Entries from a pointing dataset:
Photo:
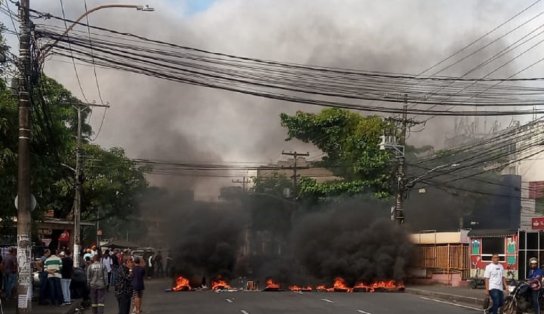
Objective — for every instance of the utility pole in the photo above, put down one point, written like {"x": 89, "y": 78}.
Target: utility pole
{"x": 244, "y": 182}
{"x": 295, "y": 168}
{"x": 399, "y": 148}
{"x": 24, "y": 244}
{"x": 78, "y": 182}
{"x": 401, "y": 168}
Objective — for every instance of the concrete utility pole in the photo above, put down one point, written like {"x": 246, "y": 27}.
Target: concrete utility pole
{"x": 401, "y": 168}
{"x": 390, "y": 142}
{"x": 295, "y": 168}
{"x": 78, "y": 182}
{"x": 24, "y": 245}
{"x": 244, "y": 182}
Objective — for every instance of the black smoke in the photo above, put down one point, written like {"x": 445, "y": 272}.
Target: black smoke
{"x": 354, "y": 241}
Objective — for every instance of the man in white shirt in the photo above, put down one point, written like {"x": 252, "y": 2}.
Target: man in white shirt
{"x": 495, "y": 283}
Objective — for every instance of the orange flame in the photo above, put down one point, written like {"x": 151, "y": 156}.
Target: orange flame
{"x": 182, "y": 284}
{"x": 270, "y": 284}
{"x": 220, "y": 285}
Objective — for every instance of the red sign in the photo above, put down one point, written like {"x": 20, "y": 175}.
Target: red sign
{"x": 536, "y": 189}
{"x": 538, "y": 223}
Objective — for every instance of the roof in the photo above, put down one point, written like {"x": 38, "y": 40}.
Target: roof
{"x": 491, "y": 233}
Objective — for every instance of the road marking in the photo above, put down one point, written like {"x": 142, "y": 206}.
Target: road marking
{"x": 451, "y": 303}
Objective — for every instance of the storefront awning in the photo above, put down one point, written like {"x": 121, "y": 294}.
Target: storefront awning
{"x": 491, "y": 233}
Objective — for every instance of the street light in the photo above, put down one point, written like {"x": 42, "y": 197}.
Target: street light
{"x": 77, "y": 198}
{"x": 143, "y": 8}
{"x": 412, "y": 183}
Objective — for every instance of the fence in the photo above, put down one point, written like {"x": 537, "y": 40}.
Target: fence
{"x": 443, "y": 258}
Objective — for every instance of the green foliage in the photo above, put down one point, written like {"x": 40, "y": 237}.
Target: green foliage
{"x": 112, "y": 182}
{"x": 351, "y": 144}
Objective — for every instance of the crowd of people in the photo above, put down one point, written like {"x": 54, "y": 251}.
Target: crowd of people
{"x": 100, "y": 271}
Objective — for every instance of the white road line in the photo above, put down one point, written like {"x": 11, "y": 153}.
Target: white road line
{"x": 451, "y": 303}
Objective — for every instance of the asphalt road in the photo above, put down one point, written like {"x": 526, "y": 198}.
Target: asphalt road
{"x": 207, "y": 302}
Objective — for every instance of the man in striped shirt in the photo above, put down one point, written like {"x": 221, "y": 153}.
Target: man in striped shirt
{"x": 53, "y": 265}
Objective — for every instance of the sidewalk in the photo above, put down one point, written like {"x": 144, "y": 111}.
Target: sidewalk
{"x": 10, "y": 307}
{"x": 464, "y": 295}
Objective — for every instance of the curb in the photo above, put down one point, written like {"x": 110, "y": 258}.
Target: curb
{"x": 447, "y": 297}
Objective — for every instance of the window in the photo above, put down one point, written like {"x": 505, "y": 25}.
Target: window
{"x": 492, "y": 246}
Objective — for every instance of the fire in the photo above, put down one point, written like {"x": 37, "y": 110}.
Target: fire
{"x": 271, "y": 285}
{"x": 182, "y": 284}
{"x": 220, "y": 285}
{"x": 340, "y": 285}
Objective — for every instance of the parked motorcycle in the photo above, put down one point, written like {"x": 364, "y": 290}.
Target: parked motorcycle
{"x": 520, "y": 301}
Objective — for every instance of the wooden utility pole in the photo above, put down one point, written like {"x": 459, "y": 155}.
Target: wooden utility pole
{"x": 24, "y": 244}
{"x": 295, "y": 167}
{"x": 244, "y": 182}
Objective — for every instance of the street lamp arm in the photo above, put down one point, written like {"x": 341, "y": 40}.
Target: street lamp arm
{"x": 100, "y": 7}
{"x": 412, "y": 183}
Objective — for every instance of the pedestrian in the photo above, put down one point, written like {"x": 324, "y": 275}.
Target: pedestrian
{"x": 66, "y": 272}
{"x": 149, "y": 266}
{"x": 495, "y": 283}
{"x": 10, "y": 272}
{"x": 138, "y": 273}
{"x": 534, "y": 277}
{"x": 158, "y": 265}
{"x": 44, "y": 292}
{"x": 53, "y": 265}
{"x": 88, "y": 255}
{"x": 97, "y": 277}
{"x": 108, "y": 263}
{"x": 123, "y": 285}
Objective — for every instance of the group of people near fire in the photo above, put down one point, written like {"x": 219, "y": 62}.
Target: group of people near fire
{"x": 117, "y": 269}
{"x": 496, "y": 284}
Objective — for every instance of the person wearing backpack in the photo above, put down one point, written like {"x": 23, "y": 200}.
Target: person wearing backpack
{"x": 97, "y": 279}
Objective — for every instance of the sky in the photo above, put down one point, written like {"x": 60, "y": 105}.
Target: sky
{"x": 164, "y": 120}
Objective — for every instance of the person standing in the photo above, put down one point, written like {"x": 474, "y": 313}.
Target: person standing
{"x": 138, "y": 275}
{"x": 108, "y": 263}
{"x": 53, "y": 265}
{"x": 158, "y": 265}
{"x": 10, "y": 272}
{"x": 495, "y": 283}
{"x": 44, "y": 293}
{"x": 97, "y": 277}
{"x": 534, "y": 277}
{"x": 66, "y": 272}
{"x": 123, "y": 284}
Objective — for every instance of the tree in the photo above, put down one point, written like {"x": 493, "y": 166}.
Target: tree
{"x": 112, "y": 182}
{"x": 351, "y": 145}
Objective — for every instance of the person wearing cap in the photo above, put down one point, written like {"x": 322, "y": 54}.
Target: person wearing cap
{"x": 535, "y": 281}
{"x": 495, "y": 283}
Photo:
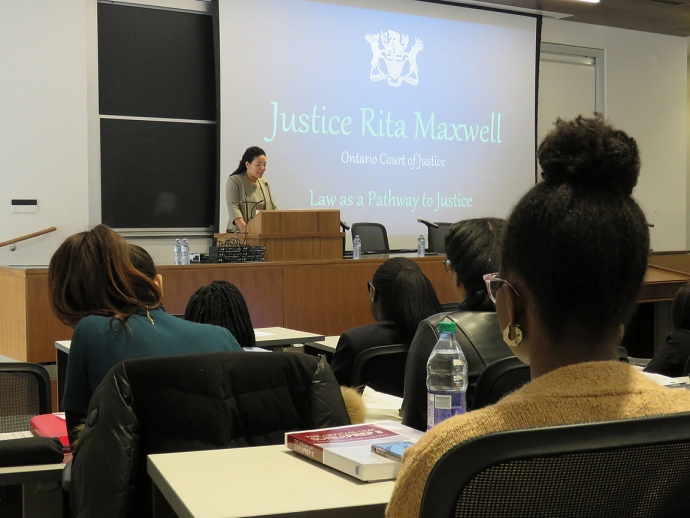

Task statement>
Locate each line of the records above that contains the word "sidewalk" and copy those lines out.

Answer to the exercise>
Objective — for every instance of the sidewalk in the photo above, put down one point, written like {"x": 144, "y": 111}.
Target: sidewalk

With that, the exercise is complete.